→ What to produce
Reproduce every entry below exactly, minus the pictures.
=== Records to use ===
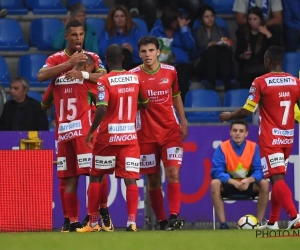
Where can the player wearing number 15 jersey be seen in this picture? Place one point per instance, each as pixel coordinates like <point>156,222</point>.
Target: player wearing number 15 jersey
<point>275,94</point>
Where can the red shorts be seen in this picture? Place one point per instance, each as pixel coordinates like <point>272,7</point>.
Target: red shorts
<point>170,152</point>
<point>124,160</point>
<point>74,158</point>
<point>274,160</point>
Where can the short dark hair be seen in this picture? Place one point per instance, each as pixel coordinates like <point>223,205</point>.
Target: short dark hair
<point>114,53</point>
<point>275,54</point>
<point>241,122</point>
<point>73,23</point>
<point>147,40</point>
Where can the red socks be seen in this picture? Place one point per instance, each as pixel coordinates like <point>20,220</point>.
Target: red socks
<point>174,197</point>
<point>157,204</point>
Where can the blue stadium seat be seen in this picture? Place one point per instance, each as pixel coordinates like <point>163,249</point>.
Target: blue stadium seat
<point>46,7</point>
<point>92,6</point>
<point>4,73</point>
<point>291,63</point>
<point>97,24</point>
<point>35,95</point>
<point>11,36</point>
<point>202,98</point>
<point>221,6</point>
<point>142,26</point>
<point>29,66</point>
<point>14,7</point>
<point>43,32</point>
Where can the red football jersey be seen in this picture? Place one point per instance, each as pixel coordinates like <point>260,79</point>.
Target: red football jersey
<point>72,100</point>
<point>62,56</point>
<point>120,91</point>
<point>158,122</point>
<point>276,95</point>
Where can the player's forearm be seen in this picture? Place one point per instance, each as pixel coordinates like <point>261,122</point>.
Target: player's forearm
<point>49,73</point>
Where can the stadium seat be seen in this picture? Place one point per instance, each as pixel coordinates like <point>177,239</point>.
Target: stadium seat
<point>4,73</point>
<point>43,31</point>
<point>14,7</point>
<point>291,63</point>
<point>29,66</point>
<point>202,98</point>
<point>221,6</point>
<point>92,6</point>
<point>11,37</point>
<point>97,24</point>
<point>46,7</point>
<point>142,26</point>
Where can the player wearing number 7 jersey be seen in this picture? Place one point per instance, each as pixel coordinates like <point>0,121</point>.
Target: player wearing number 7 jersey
<point>276,94</point>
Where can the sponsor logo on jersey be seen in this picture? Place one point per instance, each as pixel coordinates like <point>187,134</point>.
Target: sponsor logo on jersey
<point>280,141</point>
<point>276,160</point>
<point>61,163</point>
<point>174,153</point>
<point>148,161</point>
<point>121,128</point>
<point>105,162</point>
<point>288,133</point>
<point>123,79</point>
<point>62,80</point>
<point>122,138</point>
<point>132,164</point>
<point>280,81</point>
<point>84,160</point>
<point>66,127</point>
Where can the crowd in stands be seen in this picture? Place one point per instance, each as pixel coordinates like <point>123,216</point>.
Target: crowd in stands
<point>193,37</point>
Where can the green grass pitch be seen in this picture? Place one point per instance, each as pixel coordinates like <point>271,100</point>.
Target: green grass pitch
<point>147,240</point>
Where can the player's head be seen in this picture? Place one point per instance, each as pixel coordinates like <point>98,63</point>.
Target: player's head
<point>273,58</point>
<point>88,65</point>
<point>19,87</point>
<point>74,35</point>
<point>149,50</point>
<point>114,55</point>
<point>77,12</point>
<point>238,131</point>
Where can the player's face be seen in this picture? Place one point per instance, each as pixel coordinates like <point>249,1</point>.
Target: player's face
<point>238,133</point>
<point>75,38</point>
<point>17,91</point>
<point>149,54</point>
<point>119,19</point>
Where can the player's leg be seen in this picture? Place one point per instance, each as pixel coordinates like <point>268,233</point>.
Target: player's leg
<point>215,192</point>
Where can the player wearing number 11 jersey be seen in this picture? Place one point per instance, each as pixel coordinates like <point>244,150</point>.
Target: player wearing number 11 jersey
<point>275,94</point>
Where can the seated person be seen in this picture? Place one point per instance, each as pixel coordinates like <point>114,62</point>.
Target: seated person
<point>22,113</point>
<point>215,50</point>
<point>77,12</point>
<point>120,29</point>
<point>237,170</point>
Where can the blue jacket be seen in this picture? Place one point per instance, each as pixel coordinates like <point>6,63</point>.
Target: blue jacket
<point>119,38</point>
<point>219,163</point>
<point>183,43</point>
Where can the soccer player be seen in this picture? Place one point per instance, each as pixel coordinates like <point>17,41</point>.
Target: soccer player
<point>116,148</point>
<point>160,134</point>
<point>276,94</point>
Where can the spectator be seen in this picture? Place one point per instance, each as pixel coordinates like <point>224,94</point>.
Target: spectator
<point>22,113</point>
<point>237,170</point>
<point>251,44</point>
<point>77,12</point>
<point>291,24</point>
<point>215,49</point>
<point>120,29</point>
<point>272,10</point>
<point>176,44</point>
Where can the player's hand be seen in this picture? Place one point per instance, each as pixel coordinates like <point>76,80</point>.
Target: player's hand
<point>89,140</point>
<point>225,116</point>
<point>74,74</point>
<point>77,58</point>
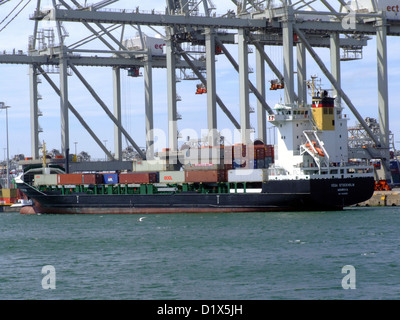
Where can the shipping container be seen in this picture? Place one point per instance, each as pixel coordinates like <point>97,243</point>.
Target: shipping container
<point>110,178</point>
<point>69,178</point>
<point>239,151</point>
<point>228,154</point>
<point>172,177</point>
<point>268,161</point>
<point>152,165</point>
<point>205,176</point>
<point>248,175</point>
<point>92,178</point>
<point>45,180</point>
<point>203,166</point>
<point>260,163</point>
<point>269,150</point>
<point>239,163</point>
<point>138,177</point>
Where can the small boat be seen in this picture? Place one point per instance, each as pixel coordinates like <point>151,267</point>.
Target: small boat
<point>22,203</point>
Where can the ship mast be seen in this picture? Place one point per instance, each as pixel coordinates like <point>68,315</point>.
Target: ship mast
<point>44,156</point>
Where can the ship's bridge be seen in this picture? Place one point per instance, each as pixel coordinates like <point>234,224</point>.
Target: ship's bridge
<point>286,112</point>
===
→ Response to this task
Where can the player wearing number 15 jersey be seen in this picture? Place one point per instance, each as pixel coordinates like <point>156,222</point>.
Target: player wearing number 15 jersey
<point>275,94</point>
Where can the red shorts be seen in this picture? Place one point per instance, each as pixel coordinates like <point>272,7</point>.
Target: red shorts
<point>170,152</point>
<point>124,160</point>
<point>74,158</point>
<point>274,160</point>
Where can the short dark hair be seen in this picture? Place one point per instance, each as pixel coordinates like <point>223,205</point>.
Target: short dark hair
<point>114,53</point>
<point>275,54</point>
<point>241,122</point>
<point>73,23</point>
<point>147,40</point>
Where can the red socks be seen in this picture? Place one point per instance, each as pixel coordinates like <point>20,220</point>.
Target: red socks
<point>174,197</point>
<point>157,204</point>
Where can the blue stadium seat be seen in this picture? Place one point per instance, each as pixel coordinates like <point>163,249</point>.
Target: blue stadium seat
<point>46,7</point>
<point>92,6</point>
<point>4,73</point>
<point>291,63</point>
<point>97,24</point>
<point>35,95</point>
<point>11,36</point>
<point>202,98</point>
<point>221,6</point>
<point>142,26</point>
<point>29,66</point>
<point>14,7</point>
<point>43,32</point>
Where can the red football jersey be seen in this picture? Place one point per instance, each as pixel coordinates like <point>260,79</point>.
Target: red football jersey
<point>72,100</point>
<point>62,56</point>
<point>120,91</point>
<point>158,122</point>
<point>276,95</point>
Where can the player's forearm be seen in this picture? Place one point per instance, each as pixel coordinates like <point>261,122</point>.
Target: player's forearm
<point>49,73</point>
Where can the stadium seat be seen in this picture? Place one point per instance, each as pixel coordinates like <point>177,239</point>.
Target: stadium seat
<point>4,73</point>
<point>43,31</point>
<point>14,7</point>
<point>291,63</point>
<point>29,66</point>
<point>202,98</point>
<point>221,6</point>
<point>92,6</point>
<point>11,37</point>
<point>97,24</point>
<point>46,7</point>
<point>142,26</point>
Where can the player wearing number 7 jersey be seen in this picture? Place one point per instance, each as pixel coordinates like <point>0,121</point>.
Target: player wearing number 7 jersey
<point>276,94</point>
Where can the sponsor logo on jersey be seen in this picture? Place one point per instance, each as pixel coordinates like <point>187,134</point>.
Target: sponsor logo on jersey
<point>280,141</point>
<point>276,160</point>
<point>61,163</point>
<point>174,153</point>
<point>148,161</point>
<point>121,128</point>
<point>105,162</point>
<point>288,133</point>
<point>123,79</point>
<point>62,80</point>
<point>122,138</point>
<point>132,164</point>
<point>280,81</point>
<point>84,160</point>
<point>66,127</point>
Where can the crowd in stands be seen in this picture? Place one point per instance, each as pixel coordinates like <point>123,216</point>.
Target: crowd in stands
<point>193,37</point>
Where can the green grass pitch be seen in this picture? Place one point per instance, each as pixel coordinates like <point>271,100</point>.
Target: green grass pitch
<point>147,240</point>
Where can the player's head be seen in this picture? Place one point per instance, each as pixel coordinates like <point>98,63</point>.
Target: player's head
<point>273,58</point>
<point>88,65</point>
<point>19,87</point>
<point>74,35</point>
<point>149,50</point>
<point>114,55</point>
<point>77,12</point>
<point>238,131</point>
Where can the player's face be seen in this picture? Place one point per instance, each as pixel coordinates like <point>249,1</point>.
Target: player's face
<point>238,133</point>
<point>75,38</point>
<point>17,91</point>
<point>149,54</point>
<point>119,19</point>
Where can the player's leg be seen in this picture? Place one point per instance, each as pixel coordinates like <point>268,233</point>.
Target: player's leg
<point>215,192</point>
Where can the player wearing number 11 jersey be seen in this picture? Place one point per instance, each as pixel coordinates like <point>244,150</point>.
Target: player wearing number 11 jersey
<point>275,94</point>
Where can the seated person be seen in this picture? Place one point per instance, each as pixel coordinates like <point>114,62</point>.
Target: seated person
<point>22,113</point>
<point>215,50</point>
<point>77,12</point>
<point>120,29</point>
<point>237,170</point>
Where can the blue jacket be seen in this picture? Place one point per instance, each as pixel coordinates like <point>6,63</point>.
Target: blue jacket
<point>119,38</point>
<point>219,163</point>
<point>183,43</point>
Where can the soccer player be seen in this picture? Place one point per instance, each as pixel coordinates like <point>17,41</point>.
Target: soccer player
<point>116,148</point>
<point>160,134</point>
<point>276,94</point>
Where can the spectator be seen in this picture? Place one point per instance, each as pixel coordinates like <point>224,94</point>.
Target: spectator
<point>22,113</point>
<point>237,170</point>
<point>251,44</point>
<point>77,12</point>
<point>291,24</point>
<point>215,49</point>
<point>120,29</point>
<point>272,10</point>
<point>176,44</point>
Where can the player's hand be seen in this picture? Place one point per instance, each as pixel coordinates like <point>76,80</point>.
Target: player's hand
<point>89,140</point>
<point>225,116</point>
<point>74,74</point>
<point>77,58</point>
Where can the shipping container be seen in this picture? Place one point per instance, each as pixel coordinates like <point>97,243</point>.
Target: shipping container
<point>110,178</point>
<point>69,178</point>
<point>239,151</point>
<point>228,154</point>
<point>172,177</point>
<point>268,161</point>
<point>152,165</point>
<point>205,176</point>
<point>248,175</point>
<point>92,178</point>
<point>45,180</point>
<point>203,166</point>
<point>260,163</point>
<point>269,150</point>
<point>239,163</point>
<point>138,177</point>
Where can the small boat be seen in this picture? Place one point per instance, each as pixel coordinates like <point>151,267</point>.
Target: small boat
<point>22,203</point>
Where can the ship mast be seen in this picture? Place one point per instance, each as pixel coordinates like <point>68,315</point>.
Target: ship mast
<point>44,156</point>
Where can the ship's bridge be seen in this picture? Place one point per instance, each as pixel coordinates like <point>234,224</point>.
Target: ship's bridge
<point>286,112</point>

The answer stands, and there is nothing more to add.